BEGIN

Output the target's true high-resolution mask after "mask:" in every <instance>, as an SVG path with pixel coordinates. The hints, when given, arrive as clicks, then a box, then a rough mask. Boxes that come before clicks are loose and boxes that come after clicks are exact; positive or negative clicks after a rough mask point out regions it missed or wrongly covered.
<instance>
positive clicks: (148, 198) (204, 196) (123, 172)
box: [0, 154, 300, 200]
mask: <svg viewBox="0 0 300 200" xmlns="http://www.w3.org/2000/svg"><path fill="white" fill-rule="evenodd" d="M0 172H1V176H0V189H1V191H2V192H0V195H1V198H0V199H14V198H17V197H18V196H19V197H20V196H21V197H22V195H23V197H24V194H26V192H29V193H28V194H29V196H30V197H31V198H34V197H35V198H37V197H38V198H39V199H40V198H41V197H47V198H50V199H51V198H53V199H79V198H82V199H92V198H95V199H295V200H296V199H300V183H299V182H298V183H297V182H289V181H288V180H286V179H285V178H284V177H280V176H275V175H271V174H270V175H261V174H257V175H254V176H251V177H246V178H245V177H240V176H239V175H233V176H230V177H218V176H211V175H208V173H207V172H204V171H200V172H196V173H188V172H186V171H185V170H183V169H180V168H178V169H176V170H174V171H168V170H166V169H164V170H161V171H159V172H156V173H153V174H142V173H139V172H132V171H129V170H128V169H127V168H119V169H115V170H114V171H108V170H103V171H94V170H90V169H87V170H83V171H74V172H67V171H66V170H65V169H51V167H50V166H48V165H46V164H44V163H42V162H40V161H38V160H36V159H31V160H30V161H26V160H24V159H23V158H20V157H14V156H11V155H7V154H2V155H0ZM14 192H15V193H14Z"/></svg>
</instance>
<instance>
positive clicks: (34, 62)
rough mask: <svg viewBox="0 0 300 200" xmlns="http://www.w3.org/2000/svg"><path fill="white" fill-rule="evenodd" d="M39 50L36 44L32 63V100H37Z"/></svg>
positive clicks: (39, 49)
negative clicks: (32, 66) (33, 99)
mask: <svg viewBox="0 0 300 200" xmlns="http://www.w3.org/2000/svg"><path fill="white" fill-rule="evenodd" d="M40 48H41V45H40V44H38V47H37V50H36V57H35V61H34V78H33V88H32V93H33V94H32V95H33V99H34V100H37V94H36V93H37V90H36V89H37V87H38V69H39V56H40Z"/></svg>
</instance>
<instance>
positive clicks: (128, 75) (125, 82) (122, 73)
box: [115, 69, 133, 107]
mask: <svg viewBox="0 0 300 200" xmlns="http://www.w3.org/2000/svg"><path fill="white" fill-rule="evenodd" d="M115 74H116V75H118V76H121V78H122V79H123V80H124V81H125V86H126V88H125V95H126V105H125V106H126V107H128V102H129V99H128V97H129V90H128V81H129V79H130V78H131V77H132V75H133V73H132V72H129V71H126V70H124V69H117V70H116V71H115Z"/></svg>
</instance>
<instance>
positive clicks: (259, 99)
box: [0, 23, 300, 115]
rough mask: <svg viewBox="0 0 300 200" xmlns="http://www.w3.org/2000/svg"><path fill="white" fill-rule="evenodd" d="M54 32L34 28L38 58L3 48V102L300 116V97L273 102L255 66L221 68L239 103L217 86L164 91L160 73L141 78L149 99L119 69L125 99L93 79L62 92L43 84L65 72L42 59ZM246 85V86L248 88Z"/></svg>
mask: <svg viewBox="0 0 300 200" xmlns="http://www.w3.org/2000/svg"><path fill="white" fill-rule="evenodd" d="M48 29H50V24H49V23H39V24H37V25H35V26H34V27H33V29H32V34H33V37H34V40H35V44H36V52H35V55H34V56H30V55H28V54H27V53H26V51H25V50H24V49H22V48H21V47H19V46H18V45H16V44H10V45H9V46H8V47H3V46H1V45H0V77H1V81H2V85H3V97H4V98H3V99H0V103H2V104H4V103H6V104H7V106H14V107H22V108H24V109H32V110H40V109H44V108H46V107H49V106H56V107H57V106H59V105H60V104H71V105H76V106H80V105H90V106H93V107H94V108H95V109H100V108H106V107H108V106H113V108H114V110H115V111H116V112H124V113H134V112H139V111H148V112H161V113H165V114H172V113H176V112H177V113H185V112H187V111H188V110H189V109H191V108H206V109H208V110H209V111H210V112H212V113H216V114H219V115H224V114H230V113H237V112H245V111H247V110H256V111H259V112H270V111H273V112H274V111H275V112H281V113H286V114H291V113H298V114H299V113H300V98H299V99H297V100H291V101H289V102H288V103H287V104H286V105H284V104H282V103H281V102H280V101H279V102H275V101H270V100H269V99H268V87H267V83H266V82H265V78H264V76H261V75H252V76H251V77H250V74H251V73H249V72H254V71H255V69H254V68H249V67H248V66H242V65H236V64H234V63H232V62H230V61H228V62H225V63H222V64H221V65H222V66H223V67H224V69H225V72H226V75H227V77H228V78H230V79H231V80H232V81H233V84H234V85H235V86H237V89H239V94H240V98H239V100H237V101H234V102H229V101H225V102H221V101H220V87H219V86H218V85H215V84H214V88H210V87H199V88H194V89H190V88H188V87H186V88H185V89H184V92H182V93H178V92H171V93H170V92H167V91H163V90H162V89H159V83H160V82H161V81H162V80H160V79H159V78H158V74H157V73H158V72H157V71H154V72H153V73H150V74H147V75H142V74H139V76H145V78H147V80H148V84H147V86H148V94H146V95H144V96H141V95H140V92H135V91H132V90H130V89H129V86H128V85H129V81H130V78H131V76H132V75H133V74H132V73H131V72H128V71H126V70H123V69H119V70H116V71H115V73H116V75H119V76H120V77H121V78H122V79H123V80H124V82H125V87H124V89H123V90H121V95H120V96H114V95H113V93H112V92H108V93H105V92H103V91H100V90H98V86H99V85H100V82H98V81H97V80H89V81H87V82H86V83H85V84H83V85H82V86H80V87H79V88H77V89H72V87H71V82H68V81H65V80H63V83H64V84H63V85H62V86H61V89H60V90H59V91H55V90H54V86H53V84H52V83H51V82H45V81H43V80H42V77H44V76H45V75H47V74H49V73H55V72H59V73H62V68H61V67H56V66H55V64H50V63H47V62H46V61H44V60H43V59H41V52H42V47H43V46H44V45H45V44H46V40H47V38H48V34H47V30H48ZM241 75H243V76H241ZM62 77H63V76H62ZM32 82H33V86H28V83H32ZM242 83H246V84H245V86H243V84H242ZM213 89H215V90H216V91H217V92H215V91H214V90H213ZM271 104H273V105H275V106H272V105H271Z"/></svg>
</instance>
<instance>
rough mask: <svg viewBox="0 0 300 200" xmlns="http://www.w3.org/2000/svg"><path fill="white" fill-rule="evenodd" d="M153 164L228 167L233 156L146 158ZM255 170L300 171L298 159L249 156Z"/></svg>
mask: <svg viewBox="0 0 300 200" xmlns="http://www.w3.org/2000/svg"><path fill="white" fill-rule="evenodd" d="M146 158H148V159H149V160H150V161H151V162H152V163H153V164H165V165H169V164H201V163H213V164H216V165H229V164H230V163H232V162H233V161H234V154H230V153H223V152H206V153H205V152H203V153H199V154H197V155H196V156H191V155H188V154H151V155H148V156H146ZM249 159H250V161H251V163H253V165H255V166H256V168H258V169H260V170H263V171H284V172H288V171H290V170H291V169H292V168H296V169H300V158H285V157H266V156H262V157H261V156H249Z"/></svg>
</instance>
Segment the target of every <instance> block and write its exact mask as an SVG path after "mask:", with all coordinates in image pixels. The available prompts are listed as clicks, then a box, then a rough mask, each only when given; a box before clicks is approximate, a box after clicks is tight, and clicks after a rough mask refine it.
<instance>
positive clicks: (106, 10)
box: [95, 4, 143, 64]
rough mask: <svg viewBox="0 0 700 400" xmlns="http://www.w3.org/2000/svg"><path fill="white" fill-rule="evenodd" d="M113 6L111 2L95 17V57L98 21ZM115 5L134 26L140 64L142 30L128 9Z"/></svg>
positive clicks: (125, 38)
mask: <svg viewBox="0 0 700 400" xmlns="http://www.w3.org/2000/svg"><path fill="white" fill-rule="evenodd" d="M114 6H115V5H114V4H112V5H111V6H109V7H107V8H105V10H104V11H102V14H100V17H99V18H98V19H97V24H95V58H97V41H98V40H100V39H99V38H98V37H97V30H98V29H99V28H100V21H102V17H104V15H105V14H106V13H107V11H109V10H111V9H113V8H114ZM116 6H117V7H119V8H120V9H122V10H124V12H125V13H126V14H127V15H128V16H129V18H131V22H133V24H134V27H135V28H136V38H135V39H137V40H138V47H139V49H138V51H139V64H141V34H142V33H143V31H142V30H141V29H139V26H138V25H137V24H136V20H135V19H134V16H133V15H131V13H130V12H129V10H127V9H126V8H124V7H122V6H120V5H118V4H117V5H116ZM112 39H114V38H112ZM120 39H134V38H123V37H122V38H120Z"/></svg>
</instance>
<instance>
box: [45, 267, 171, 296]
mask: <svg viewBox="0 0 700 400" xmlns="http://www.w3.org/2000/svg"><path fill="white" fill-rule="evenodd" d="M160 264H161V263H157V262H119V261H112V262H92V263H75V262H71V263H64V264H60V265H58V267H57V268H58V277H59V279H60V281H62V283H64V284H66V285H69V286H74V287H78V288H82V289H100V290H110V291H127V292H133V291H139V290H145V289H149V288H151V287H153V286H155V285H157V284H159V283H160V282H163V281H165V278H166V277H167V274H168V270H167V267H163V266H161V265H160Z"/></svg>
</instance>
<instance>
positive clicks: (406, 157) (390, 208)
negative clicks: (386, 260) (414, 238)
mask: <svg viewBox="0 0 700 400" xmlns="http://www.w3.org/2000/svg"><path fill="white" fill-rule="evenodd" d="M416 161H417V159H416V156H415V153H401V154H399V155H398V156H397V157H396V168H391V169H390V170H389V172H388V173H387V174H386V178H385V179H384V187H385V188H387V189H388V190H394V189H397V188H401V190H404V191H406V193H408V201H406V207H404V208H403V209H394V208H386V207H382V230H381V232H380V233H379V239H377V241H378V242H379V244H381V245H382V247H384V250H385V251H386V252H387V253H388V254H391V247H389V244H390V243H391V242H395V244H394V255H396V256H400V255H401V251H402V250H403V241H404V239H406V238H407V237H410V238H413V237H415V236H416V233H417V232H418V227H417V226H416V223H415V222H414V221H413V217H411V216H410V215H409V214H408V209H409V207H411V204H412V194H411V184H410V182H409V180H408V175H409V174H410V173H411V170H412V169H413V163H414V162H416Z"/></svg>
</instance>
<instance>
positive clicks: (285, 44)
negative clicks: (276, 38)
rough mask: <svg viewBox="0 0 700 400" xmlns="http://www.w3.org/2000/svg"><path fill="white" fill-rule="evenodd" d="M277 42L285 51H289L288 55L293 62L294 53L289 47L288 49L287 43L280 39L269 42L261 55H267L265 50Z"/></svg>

END

## [Exercise instructions]
Repeat exactly the lines of the listing above, from the one with "box: [45, 267, 171, 296]" down to the one with "positive clicks: (406, 157) (390, 208)"; both of those lines belong in the range.

## [Solution]
box: [45, 267, 171, 296]
mask: <svg viewBox="0 0 700 400" xmlns="http://www.w3.org/2000/svg"><path fill="white" fill-rule="evenodd" d="M160 264H161V263H157V262H119V261H112V262H92V263H75V262H71V263H64V264H60V265H58V267H57V268H58V277H59V279H60V281H62V283H64V284H66V285H69V286H74V287H78V288H82V289H100V290H110V291H127V292H133V291H139V290H145V289H149V288H151V287H153V286H155V285H157V284H159V283H160V282H163V281H165V278H166V277H167V274H168V270H167V267H163V266H161V265H160Z"/></svg>
</instance>
<instance>
positive clicks: (406, 157) (390, 208)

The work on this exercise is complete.